[Items from a labeling collection]
· · · · ·
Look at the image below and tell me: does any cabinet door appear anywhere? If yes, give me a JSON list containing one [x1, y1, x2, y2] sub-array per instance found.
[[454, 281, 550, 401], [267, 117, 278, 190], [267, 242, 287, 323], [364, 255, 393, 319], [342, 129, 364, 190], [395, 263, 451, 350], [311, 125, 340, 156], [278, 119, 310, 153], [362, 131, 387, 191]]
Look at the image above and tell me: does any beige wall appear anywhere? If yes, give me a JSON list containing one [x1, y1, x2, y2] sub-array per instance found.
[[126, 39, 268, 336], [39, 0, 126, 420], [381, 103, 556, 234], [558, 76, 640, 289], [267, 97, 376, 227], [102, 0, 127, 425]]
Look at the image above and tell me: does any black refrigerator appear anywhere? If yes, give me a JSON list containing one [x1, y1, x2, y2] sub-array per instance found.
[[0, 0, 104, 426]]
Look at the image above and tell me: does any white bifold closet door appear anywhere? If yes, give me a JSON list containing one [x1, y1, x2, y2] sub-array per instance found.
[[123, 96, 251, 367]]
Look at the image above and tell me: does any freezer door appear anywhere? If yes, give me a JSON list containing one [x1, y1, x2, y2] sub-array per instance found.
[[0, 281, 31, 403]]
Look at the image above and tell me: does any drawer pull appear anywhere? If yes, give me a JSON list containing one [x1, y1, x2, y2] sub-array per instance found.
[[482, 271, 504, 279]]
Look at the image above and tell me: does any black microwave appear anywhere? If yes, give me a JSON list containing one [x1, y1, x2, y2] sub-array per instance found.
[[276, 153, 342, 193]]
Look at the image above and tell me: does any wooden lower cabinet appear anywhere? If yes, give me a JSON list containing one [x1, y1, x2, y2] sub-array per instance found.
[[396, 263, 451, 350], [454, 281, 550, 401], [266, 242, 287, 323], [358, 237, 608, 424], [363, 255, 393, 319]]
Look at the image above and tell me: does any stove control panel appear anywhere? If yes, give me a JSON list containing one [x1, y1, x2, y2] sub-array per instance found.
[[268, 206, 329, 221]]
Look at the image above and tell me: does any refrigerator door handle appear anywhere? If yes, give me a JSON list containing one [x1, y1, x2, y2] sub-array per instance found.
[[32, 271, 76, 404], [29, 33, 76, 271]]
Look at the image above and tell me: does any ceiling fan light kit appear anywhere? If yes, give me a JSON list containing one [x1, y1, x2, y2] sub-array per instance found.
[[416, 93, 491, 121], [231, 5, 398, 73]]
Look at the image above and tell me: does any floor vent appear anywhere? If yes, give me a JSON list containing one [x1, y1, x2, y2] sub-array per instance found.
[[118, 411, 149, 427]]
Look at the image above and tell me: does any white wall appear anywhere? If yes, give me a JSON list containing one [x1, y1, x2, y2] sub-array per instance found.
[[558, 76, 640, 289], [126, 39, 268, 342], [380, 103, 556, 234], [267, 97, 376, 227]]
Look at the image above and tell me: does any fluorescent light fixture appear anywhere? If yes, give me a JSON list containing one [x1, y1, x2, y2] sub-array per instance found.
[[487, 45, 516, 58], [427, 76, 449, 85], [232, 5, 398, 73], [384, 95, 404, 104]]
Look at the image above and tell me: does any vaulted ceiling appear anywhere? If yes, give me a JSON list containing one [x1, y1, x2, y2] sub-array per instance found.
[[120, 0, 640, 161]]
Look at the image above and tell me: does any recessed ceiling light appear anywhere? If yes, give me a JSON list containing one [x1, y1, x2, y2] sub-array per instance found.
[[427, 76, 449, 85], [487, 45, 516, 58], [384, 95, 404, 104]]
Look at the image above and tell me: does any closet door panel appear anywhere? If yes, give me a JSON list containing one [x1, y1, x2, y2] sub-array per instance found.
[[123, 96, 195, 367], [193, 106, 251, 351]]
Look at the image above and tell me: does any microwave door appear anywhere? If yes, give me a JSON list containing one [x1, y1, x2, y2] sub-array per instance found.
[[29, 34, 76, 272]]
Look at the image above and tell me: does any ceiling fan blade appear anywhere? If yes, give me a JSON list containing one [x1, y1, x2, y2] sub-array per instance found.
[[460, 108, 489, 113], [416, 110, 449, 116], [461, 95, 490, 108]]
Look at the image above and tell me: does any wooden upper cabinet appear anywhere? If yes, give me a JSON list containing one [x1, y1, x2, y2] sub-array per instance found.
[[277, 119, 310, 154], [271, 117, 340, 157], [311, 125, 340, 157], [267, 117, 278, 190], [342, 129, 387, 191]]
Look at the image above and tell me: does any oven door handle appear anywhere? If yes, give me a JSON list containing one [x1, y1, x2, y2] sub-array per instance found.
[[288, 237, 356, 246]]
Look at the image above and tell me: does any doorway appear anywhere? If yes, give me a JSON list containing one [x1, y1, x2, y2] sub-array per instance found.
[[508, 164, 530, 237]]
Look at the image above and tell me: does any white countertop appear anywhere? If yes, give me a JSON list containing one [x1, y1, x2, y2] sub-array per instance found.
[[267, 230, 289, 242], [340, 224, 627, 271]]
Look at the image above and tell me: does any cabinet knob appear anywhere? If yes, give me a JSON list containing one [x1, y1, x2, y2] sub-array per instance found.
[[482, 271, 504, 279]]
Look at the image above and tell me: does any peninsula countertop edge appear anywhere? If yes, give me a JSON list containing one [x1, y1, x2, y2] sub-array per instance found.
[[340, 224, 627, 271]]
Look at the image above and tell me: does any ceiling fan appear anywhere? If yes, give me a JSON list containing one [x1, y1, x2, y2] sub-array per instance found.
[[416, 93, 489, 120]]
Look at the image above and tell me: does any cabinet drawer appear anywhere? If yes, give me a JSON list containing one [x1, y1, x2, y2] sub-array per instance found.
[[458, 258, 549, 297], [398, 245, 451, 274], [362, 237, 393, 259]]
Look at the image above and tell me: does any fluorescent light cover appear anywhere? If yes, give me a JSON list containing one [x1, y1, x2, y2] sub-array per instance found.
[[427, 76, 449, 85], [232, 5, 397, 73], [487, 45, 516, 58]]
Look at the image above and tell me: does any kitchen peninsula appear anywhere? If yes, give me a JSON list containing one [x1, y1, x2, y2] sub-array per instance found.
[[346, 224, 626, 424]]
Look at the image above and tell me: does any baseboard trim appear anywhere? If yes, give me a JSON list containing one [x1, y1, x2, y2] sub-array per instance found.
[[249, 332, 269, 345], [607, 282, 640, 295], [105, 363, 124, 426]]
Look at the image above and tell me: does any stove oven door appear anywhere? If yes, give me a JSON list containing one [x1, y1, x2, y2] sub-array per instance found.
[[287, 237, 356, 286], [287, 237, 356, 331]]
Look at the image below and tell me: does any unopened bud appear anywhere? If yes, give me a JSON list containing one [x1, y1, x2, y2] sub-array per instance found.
· · · · ·
Starting at the line that contains "Look at the image above and tell me: does any peninsula" and ending after the line that contains "[[340, 224, 627, 271]]", write out only those lines again, request included, leaving the request text unchanged. Multiply every box coordinate in the answers by 1.4 and round each result to a whole number, with halves rounding up.

◆ TASK RESPONSE:
Look at the image above and tell me: does any peninsula countertop edge appear anywhere? If yes, give me a JSON list containing one [x1, y1, x2, y2] sub-array per instance found.
[[476, 314, 878, 379]]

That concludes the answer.